[[ Passage provided open ]]

On Sunday morning, White House chief of staff Mark Meadows made it clear. “We are not going to control the pandemic,” said Meadows in a CNN appearance. It’s not just an admission of failure, it’s an abject surrender; a surrender whose price can be measured in hundreds of thousands of lives.
There is, however, one simple, effective action that could be taken: a national mask mandate. Repeated study and practical, on the ground results, show that universal wearing of masks could not just reduce the spread of the SARS-CoV-2 virus, but actually drive the disease downward. It would not just “flatten the curve,” it would provide real, practical protection until safe, effective vaccines are widely available, and it provides that protection no matter what other regulations are, or aren’t, enacted.
If Trump won’t enact a national mask mandate, let’s elect people who will.
The problem is that Donald Trump is not about to institute such a mandate. He’s made it clear he’s not going to institute any federal restrictions, and not requiring masks, even as COVID-19 cases explode around him, is part of his signature brand. But there is a way to get the mask mandate and allow Trump to blame it on governors. That’s okay, because they can also accept the praise for saving America.

[[ Passage provided closed ]]

Work instructions:
1. Output the portion of the national mask mandate piece verbatim, beginning at the words "On Sunday morning, White" and stopping after "or aren’t, enacted.".
2. In the mask mandate piece, what single action does the author put forward as simple and effective?
3. Resume the opinion piece on a national mask mandate, picking up right after its final sentence.

[[ Supplied records open ]]

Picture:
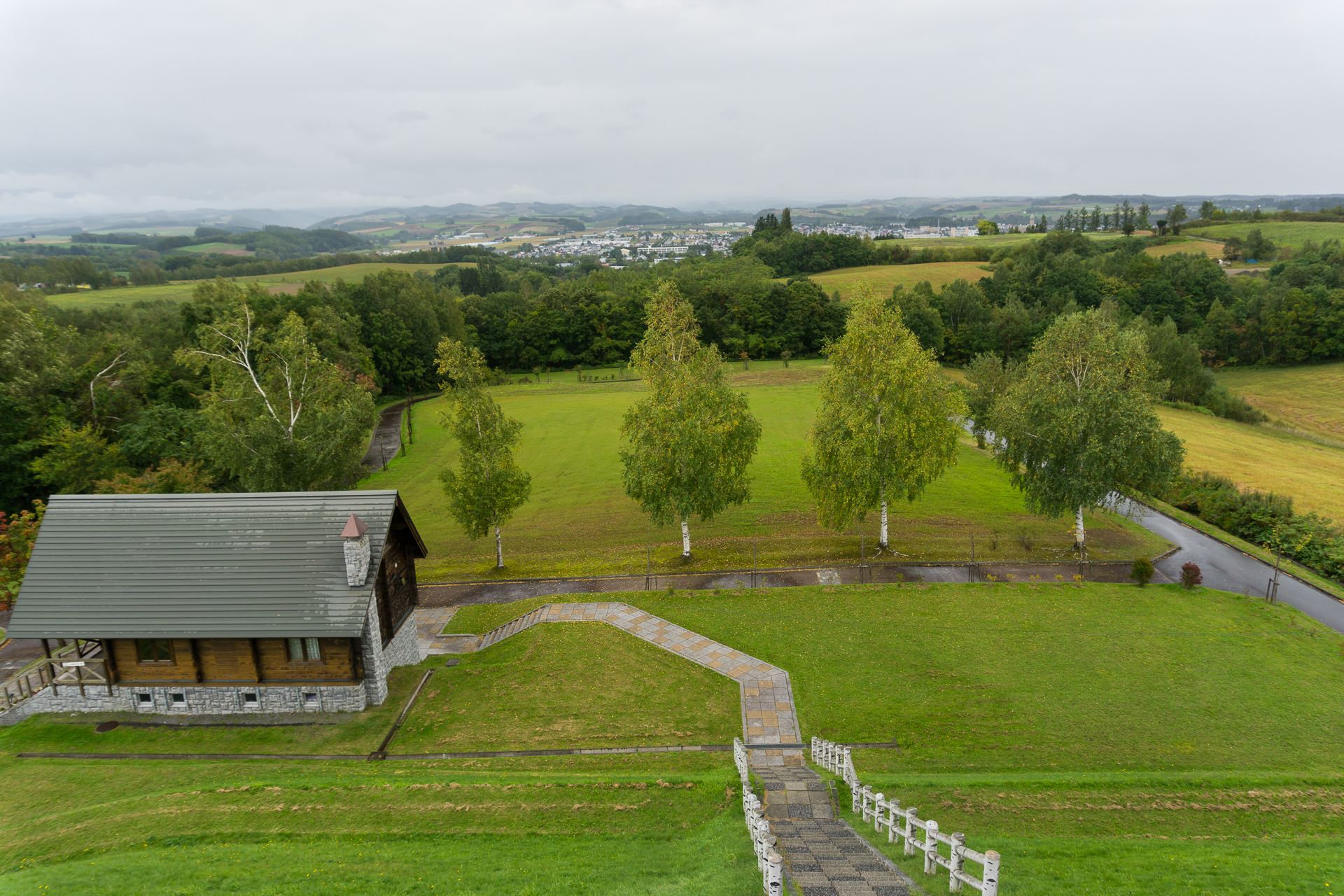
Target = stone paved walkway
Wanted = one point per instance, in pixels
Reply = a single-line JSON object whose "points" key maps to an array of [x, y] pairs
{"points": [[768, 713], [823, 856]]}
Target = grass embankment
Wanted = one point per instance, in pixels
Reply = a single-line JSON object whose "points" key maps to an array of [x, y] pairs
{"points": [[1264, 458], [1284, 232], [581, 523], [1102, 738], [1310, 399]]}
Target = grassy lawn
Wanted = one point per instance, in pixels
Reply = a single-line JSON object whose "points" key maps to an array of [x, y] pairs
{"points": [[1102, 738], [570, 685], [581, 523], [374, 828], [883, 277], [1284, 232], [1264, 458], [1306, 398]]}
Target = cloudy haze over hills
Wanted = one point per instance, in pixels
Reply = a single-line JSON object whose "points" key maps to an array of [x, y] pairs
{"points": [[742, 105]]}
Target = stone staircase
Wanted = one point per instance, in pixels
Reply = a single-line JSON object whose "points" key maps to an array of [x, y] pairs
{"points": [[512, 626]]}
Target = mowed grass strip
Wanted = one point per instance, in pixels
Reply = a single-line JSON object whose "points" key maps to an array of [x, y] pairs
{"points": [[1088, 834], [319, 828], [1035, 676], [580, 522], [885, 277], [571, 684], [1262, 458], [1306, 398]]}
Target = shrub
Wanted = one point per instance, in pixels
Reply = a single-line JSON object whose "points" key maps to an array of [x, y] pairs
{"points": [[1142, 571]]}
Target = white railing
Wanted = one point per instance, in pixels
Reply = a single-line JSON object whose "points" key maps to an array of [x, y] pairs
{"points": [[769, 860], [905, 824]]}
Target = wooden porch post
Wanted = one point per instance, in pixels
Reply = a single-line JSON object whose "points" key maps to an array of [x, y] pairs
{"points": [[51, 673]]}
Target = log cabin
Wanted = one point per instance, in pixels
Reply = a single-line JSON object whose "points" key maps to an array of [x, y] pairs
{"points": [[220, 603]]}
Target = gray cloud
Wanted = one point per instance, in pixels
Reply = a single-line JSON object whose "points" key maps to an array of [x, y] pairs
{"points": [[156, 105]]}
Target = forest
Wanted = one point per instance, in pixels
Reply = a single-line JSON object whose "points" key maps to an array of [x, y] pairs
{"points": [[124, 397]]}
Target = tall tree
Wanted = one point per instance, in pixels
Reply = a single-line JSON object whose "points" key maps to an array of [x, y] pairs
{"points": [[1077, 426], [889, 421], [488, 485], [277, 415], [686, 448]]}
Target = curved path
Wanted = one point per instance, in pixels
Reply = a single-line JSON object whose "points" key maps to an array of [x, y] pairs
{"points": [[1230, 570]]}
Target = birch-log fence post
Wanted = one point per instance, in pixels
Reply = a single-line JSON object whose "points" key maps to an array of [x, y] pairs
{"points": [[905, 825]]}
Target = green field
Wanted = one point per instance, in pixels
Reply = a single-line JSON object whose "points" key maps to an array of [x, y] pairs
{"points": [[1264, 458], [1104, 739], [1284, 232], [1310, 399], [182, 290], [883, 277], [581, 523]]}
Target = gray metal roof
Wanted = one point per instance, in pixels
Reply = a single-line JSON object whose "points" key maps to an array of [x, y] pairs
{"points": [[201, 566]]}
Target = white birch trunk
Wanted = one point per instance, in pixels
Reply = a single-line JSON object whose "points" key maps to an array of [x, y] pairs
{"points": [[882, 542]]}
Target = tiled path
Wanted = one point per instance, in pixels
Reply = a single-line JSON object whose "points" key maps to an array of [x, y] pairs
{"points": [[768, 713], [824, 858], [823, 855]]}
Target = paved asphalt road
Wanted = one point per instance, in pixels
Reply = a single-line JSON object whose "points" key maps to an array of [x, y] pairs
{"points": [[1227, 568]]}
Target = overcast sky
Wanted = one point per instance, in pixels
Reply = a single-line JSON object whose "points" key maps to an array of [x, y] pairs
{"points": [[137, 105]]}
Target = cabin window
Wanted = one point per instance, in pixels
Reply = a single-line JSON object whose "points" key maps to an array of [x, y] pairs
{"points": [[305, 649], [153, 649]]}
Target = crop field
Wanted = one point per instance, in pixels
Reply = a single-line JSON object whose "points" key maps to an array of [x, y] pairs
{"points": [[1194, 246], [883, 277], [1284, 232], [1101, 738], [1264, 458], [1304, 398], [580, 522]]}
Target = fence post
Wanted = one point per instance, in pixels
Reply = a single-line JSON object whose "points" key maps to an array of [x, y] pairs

[[ Supplied records closed ]]

Results of the tasks:
1.
On Sunday morning, White House chief of staff Mark Meadows made it clear. “We are not going to control the pandemic,” said Meadows in a CNN appearance. It’s not just an admission of failure, it’s an abject surrender; a surrender whose price can be measured in hundreds of thousands of lives.
There is, however, one simple, effective action that could be taken: a national mask mandate. Repeated study and practical, on the ground results, show that universal wearing of masks could not just reduce the spread of the SARS-CoV-2 virus, but actually drive the disease downward. It would not just “flatten the curve,” it would provide real, practical protection until safe, effective vaccines are widely available, and it provides that protection no matter what other regulations are, or aren’t, enacted.

2. A national mask mandate.

3.
The key comes in how both seat belt laws, and raising the drinking age to 21, were put in place. Rather than just passing a straightforward federal law, legislation gave deadlines to states to pass and enforce their own requirements … or miss out on federal highway funds.
With a new stimulus package unlikely to pass before the election—because Mitch McConnell is absolutely willing to allow Americans to die to make sure nothing gets in the way of his Supreme Court packing dreams—there is a chance to make a future package do double duty. Yes, it should have new cash sent directly to every citizen. Yes it should have funds for cash-strapped cities and states. But it should also have a rider that says no one, either communities or individuals in a state, gets money unless a statewide mask mandate is in place.
By doing it this way, Trump can claim he’s “leaving it up to the states.” And he can even continue to hold all the maskless rallies he wants … if he can find a state to host them. His fragile ego can be preserved. So can lives. How the mandate happens can be genuinely up to states. Pass legislation. Have governors sign executive orders. It doesn’t matter. If people’s stimulus checks are on the line, it will happen fast.
When the rate of COVID-19 starts to drop, Trump will try to take credit. We’ll know better. And every legislator who voted for the package can rightfully run on how they saved American lives.